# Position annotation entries
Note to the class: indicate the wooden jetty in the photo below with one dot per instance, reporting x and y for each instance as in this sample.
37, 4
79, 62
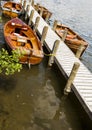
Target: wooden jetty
64, 58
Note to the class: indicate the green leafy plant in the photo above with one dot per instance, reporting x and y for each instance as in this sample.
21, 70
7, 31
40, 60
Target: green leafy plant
9, 64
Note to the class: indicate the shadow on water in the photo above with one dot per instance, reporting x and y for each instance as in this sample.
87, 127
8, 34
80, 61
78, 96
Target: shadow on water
33, 99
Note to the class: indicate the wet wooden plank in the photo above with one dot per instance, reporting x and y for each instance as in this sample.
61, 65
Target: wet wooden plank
65, 60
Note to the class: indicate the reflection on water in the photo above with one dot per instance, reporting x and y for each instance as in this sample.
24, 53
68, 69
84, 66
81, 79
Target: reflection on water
31, 99
77, 15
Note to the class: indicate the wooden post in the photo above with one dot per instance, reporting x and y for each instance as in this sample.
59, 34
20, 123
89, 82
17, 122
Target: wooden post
64, 34
37, 6
44, 33
47, 17
79, 51
36, 23
31, 17
32, 2
27, 10
24, 6
54, 51
71, 78
55, 25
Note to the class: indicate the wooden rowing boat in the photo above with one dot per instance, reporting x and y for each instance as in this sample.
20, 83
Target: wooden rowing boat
19, 35
72, 40
44, 10
11, 9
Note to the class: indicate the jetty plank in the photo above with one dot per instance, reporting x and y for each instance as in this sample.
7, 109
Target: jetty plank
65, 60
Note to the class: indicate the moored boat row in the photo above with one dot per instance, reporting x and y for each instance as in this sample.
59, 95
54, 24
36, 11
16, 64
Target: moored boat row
20, 35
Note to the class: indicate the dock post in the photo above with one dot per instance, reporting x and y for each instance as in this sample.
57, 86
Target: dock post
31, 17
27, 10
54, 51
32, 2
44, 33
24, 6
21, 1
36, 23
64, 34
55, 25
79, 51
47, 17
71, 78
37, 7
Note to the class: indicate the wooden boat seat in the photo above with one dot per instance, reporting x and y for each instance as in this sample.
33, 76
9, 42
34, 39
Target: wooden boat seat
19, 25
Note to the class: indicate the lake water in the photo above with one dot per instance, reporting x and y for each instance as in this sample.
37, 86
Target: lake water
77, 15
33, 99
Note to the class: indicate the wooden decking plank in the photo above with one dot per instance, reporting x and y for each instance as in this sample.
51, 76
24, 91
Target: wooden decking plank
65, 60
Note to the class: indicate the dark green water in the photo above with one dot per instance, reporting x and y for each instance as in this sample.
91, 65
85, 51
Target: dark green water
33, 99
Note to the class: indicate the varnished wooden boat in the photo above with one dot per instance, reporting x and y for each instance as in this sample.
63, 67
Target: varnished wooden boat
72, 40
11, 9
46, 12
19, 35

# Instructions for the task
Reproduce the part of the entries that opens with the line containing "Note to the class: indicate the dark" and runs through the final entry, including the request lines, with only the answer coordinates multiplied by 0.9 and rounded to whole numbers (halves up). Leave the sample coordinate pairs unchanged.

# Answer in full
Note to the class: indicate the dark green water in the photo above with one dot per instance, reporting x and y for each instance as in this sample.
91, 65
85, 51
Target: dark green water
30, 89
Note to the class: indicate the varnished wooden boat in the photo above with one dot per instance, reporting x and y for each instance as in this sample.
63, 67
Target: varnished wooden boat
65, 36
10, 8
41, 11
17, 32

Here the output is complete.